EXERCISE MATERIALS Start Marker
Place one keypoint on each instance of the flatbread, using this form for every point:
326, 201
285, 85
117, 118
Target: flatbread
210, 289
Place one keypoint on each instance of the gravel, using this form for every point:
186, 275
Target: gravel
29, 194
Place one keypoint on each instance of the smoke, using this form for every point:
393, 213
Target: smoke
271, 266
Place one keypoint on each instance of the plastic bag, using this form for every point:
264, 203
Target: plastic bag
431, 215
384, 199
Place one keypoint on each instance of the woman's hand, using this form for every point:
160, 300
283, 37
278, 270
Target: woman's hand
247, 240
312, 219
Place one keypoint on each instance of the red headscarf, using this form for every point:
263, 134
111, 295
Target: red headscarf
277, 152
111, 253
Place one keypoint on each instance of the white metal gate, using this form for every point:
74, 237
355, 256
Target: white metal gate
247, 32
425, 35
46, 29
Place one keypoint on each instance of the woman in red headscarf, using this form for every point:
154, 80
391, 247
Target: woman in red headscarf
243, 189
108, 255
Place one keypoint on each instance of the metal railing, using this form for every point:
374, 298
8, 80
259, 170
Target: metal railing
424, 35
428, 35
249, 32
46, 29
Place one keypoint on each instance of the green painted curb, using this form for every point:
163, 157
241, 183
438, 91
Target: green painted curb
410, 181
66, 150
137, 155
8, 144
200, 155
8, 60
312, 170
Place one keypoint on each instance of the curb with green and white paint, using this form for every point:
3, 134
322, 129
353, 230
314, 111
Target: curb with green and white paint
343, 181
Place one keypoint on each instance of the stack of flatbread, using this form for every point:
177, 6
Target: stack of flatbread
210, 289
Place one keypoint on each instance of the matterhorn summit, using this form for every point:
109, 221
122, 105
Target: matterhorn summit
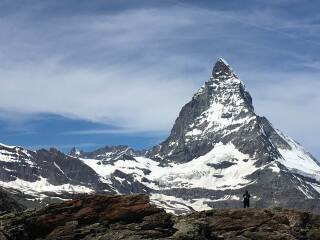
218, 148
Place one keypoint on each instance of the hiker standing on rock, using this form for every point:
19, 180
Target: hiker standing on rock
246, 199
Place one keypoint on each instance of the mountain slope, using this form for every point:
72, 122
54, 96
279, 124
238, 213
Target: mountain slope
218, 148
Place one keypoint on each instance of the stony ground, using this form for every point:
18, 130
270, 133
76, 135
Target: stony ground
133, 217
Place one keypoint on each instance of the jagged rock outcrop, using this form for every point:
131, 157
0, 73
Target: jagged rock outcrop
133, 217
8, 203
218, 148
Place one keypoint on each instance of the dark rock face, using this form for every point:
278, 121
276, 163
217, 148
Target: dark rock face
218, 148
221, 111
133, 217
52, 165
8, 203
107, 153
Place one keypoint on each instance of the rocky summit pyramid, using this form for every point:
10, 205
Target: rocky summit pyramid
218, 148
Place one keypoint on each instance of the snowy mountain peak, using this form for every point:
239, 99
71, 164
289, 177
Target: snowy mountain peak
222, 69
EXERCISE MATERIALS End Marker
> **WHAT YOU HAVE TO DO**:
Keep only the lines from the one containing "Target: dark rock face" to the end of the entries, and repeat them exactly.

> **OUTPUT FOR THIS TASK**:
Target: dark rock face
218, 148
221, 111
133, 217
52, 165
8, 203
107, 153
Place one keypoint on each instance of the rocky summit pyramid, using this form for every point:
10, 205
Target: rocky summit pyramid
218, 148
Place one keypoint on each instance of the snowy mountain peak, using this form for every point:
239, 99
71, 164
289, 177
Target: snowy mountain peak
222, 69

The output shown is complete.